Objective - Rescale everything from the start of the entries down to the line containing "[257,178,450,243]", and return those lines in full, requests included. Multiply each bounding-box coordinate in the answers by 1.05 and round to whole numbers, halves up.
○ ○ ○
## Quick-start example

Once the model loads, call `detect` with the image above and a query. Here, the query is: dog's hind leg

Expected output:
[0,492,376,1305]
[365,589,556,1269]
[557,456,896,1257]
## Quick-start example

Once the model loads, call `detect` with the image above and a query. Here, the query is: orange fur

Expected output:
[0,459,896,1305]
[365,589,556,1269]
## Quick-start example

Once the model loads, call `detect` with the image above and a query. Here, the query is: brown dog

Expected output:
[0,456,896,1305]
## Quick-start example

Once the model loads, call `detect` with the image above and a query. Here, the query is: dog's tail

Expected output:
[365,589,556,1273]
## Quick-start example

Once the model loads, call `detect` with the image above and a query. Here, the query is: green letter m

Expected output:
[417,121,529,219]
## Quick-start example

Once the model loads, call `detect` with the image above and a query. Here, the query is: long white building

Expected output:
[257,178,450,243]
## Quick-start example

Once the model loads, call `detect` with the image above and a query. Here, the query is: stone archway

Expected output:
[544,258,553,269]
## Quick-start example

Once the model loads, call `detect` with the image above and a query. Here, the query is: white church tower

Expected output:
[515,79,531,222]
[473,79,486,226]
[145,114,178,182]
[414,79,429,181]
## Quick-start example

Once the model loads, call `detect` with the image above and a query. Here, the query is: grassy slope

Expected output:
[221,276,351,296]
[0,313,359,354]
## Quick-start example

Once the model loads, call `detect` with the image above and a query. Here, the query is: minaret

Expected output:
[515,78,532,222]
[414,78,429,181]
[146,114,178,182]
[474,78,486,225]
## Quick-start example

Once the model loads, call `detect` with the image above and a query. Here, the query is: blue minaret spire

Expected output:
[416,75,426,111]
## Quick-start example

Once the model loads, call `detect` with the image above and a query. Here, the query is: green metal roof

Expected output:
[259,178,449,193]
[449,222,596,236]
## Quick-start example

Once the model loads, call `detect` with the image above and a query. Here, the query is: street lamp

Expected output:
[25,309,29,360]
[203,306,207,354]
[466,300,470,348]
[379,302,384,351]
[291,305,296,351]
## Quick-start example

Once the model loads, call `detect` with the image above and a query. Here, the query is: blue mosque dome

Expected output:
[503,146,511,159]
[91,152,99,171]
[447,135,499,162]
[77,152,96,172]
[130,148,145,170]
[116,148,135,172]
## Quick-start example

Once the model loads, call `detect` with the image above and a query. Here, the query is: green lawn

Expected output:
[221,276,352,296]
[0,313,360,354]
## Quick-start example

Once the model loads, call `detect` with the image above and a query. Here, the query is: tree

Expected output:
○ ○ ○
Output of the exercise -
## Quick-start example

Once the model loads, call `detect` with the image above and a query. Here, the query is: dog's hind leg

Expected output:
[0,517,395,1370]
[383,618,584,1332]
[585,479,941,1320]
## Quick-start example

Once the model loads, call `detect` with the image above and a query. Here, the query is: orange fur

Expected output:
[0,482,941,1370]
[383,618,584,1332]
## Quick-start example

Once the model loads, call `detect` with the image above and a query. Here, the query is: brown dog

Expected output:
[0,479,941,1370]
## Quick-start example

Once the model loads, call `detect` with the image above and a query. Here, the query is: dog's tail

Expected output:
[383,618,584,1337]
## Quick-start example

Once the model loads, call `detect` with the image above and a query. Here, the query is: green letter m

Expected output:
[438,127,555,230]
## Quick-start example

Once the model loads, call `detect` with the image above and a query. Here, the query is: long white building

Expected output:
[270,187,473,255]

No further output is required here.